---------- Given data
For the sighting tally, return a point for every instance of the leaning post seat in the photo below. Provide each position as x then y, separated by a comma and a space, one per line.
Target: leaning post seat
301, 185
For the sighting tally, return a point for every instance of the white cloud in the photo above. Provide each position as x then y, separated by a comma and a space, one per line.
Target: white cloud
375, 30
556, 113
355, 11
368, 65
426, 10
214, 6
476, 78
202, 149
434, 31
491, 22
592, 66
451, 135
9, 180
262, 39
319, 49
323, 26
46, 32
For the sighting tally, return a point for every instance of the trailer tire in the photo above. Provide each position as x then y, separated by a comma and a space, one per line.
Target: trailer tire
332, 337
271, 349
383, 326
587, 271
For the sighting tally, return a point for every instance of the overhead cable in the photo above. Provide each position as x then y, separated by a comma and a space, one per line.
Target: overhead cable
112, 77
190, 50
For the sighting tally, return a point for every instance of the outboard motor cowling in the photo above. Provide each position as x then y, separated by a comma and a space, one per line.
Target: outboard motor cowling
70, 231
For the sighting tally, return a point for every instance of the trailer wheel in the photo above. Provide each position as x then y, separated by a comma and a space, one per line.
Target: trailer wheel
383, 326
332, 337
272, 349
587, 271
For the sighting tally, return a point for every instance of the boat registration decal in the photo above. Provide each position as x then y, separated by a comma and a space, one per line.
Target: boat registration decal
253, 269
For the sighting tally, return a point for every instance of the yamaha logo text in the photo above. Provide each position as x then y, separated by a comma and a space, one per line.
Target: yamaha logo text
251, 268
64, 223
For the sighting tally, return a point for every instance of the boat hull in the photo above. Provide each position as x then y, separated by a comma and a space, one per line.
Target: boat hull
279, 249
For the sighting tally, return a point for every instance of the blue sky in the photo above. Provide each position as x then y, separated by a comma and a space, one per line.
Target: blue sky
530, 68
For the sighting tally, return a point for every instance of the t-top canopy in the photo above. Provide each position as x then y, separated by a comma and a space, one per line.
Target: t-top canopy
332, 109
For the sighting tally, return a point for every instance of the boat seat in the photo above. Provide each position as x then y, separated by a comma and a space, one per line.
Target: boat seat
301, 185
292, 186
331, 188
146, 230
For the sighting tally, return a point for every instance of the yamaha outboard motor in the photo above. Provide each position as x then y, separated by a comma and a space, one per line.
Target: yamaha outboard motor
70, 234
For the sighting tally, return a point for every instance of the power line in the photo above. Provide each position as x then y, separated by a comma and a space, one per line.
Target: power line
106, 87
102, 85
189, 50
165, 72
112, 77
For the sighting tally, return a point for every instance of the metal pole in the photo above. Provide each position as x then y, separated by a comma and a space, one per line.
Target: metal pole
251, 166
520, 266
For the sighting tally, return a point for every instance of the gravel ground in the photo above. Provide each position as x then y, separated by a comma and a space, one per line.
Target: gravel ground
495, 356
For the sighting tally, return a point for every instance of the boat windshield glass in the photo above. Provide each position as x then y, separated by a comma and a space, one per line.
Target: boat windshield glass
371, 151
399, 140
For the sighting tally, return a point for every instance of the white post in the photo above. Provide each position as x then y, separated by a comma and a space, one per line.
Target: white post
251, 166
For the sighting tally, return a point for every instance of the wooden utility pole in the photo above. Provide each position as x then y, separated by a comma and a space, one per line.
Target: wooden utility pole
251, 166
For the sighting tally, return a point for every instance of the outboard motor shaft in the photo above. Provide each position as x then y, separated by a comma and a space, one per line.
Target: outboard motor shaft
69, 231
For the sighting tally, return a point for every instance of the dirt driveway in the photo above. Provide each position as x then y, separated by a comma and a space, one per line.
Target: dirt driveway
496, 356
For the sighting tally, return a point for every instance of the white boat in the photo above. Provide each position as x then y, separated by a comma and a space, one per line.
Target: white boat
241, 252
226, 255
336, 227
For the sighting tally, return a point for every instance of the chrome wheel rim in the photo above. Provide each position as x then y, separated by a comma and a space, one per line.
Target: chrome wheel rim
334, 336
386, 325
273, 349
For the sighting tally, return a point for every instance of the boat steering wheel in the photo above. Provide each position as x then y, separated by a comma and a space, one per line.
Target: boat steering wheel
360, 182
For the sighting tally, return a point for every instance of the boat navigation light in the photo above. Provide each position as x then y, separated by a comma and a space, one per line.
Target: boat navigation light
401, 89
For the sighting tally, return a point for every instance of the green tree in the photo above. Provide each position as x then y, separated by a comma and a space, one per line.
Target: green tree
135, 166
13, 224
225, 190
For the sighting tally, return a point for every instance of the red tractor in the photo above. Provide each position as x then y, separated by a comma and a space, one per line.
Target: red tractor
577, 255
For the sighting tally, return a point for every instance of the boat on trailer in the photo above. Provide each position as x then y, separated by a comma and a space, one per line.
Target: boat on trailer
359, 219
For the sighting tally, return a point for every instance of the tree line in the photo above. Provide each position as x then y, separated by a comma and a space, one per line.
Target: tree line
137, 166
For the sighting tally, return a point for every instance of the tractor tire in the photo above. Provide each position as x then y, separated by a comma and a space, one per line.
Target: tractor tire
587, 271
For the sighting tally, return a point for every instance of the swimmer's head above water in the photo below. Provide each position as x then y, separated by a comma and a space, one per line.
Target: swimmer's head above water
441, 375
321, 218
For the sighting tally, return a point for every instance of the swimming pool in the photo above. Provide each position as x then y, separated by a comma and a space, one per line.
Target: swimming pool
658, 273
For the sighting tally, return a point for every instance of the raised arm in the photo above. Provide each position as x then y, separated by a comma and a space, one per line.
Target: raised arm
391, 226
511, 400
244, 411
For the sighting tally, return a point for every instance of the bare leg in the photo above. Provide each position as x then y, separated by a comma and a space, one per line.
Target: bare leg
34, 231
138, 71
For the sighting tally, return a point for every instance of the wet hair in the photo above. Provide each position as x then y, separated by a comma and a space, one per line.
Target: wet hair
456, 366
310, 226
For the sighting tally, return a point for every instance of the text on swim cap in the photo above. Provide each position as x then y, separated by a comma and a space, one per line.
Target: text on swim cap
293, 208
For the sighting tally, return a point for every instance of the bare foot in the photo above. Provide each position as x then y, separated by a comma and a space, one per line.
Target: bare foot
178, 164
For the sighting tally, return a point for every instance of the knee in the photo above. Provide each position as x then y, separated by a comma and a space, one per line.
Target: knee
--------------------
§ Problem requirements
Every line in the records above that contains the word "knee" should be copied out.

§ Written solution
For the sighting tally, return a point for every instance of the knee in the photo above. Provide each position as x then y, separated by a comma and a space, one per line.
Target: knee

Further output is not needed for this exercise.